__Page text__
— BEGIN —
Writing Dares

I like deadlines. I especially like deadlines with consequences. If other people are counting on me? Better still. That type of pressure gives me a high. I will gleefully work till midnight, brew another pot of coffee, and work till dawn.

But I’m new to the novel game. I don’t have any outstanding book contracts, and I don’t have an agent breathing down my neck for my next book. My deadlines are all self-imposed, and as such, are easily ignored. Sadly, my cat does not hold me accountable, even when I ask.

Enter the “writing dare.” I suppose it grew out of the popularity of NaNoWriMo, which challenges all players to write a 50,000-word novel in one month. There’s a comaraderie to burning the midnight oil with other writers, even if you’re a city, a state, or several continents away from each other. There’s a defined start and end to the challenge, defined rules, and even cute graphics you can add to your website if you “win.”
— END —
__Work to complete__
[A] According to the writing dares piece, what will the writer gleefully do under deadline pressure? List each action.
[B] In the writing dares piece, why are the writer's deadlines easily ignored?

__Data shown__
— BEGIN —
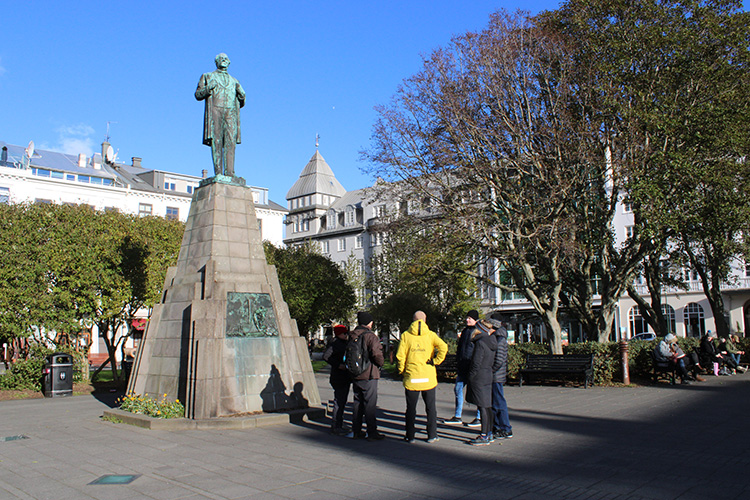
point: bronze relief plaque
— END —
__Responses to the tasks__
[A]
- Work till midnight
- Brew another pot of coffee
- Work till dawn

[B] The writer's deadlines are all self-imposed, because the writer is new to novels and has no outstanding book contracts or agent pressing for the next book. Even the cat doesn't hold the writer accountable.